Task instructions: Using "shrub" as the search string, find the matching lines below and copy them.
▬▬▬▬▬▬
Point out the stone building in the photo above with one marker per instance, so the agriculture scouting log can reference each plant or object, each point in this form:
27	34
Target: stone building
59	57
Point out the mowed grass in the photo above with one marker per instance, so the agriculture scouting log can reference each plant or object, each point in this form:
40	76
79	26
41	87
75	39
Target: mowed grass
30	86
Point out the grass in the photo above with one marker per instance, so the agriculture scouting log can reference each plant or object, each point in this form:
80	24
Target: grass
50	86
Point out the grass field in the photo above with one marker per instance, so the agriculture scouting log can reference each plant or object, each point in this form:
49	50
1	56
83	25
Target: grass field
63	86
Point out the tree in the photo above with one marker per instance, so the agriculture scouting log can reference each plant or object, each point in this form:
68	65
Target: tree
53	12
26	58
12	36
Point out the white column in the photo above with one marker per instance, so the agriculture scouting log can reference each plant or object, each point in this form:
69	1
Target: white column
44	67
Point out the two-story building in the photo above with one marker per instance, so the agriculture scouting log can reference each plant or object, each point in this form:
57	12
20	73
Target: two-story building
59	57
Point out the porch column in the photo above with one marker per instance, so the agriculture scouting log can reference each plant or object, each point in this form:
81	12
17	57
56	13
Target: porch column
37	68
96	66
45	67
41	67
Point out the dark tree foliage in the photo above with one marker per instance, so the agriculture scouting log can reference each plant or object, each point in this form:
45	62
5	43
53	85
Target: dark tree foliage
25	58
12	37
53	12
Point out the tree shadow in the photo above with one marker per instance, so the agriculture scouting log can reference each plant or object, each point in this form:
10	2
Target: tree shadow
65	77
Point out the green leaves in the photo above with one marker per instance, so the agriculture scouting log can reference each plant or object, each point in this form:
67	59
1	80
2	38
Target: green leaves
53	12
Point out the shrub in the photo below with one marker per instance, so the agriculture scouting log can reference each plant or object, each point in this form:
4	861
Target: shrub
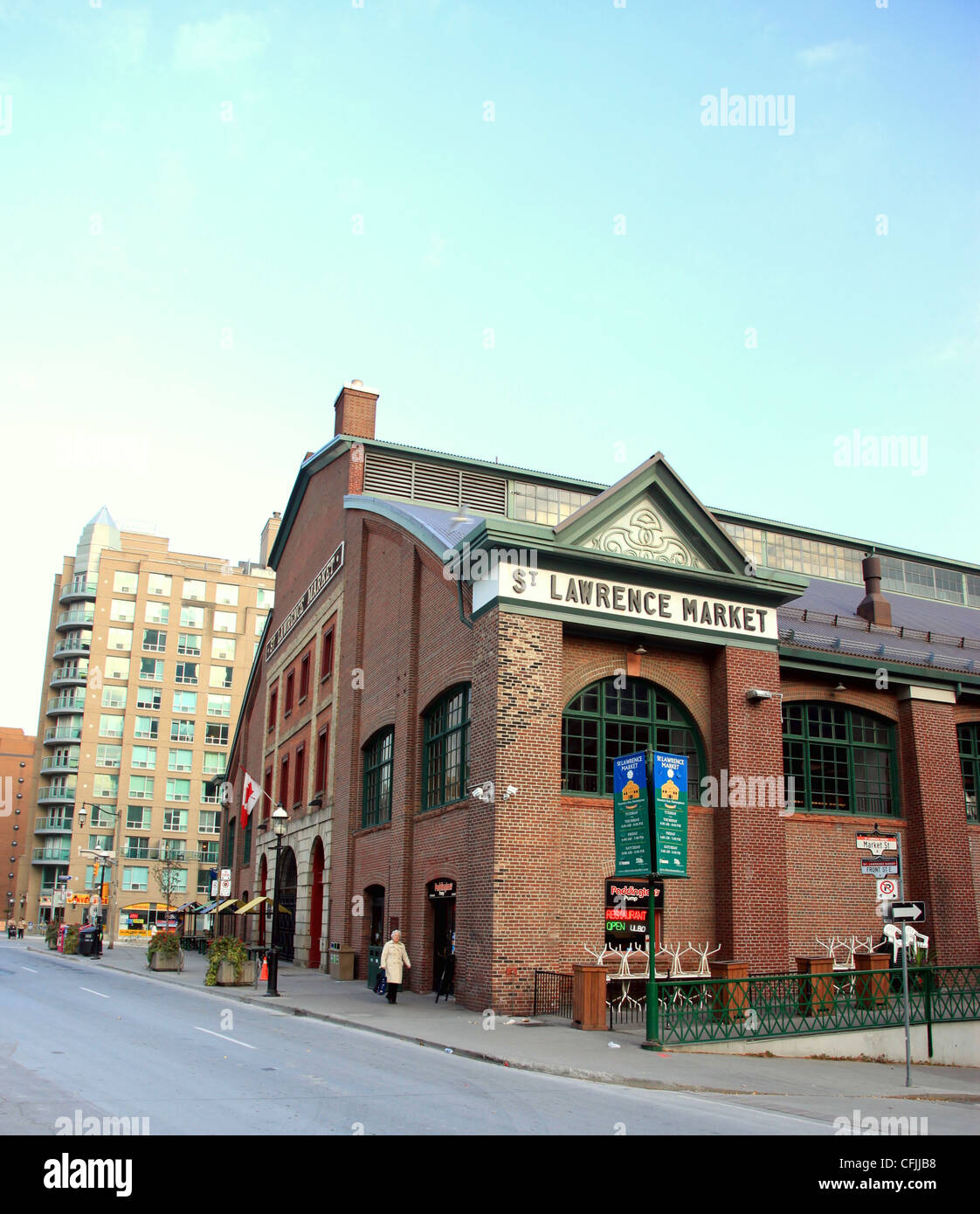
▬▬▬▬▬▬
Solution to this problem:
Point out the shrub in the photo below with one marker per instance, so the agriculture scouting log can reference each plant or object, each point in this form:
Target: shrub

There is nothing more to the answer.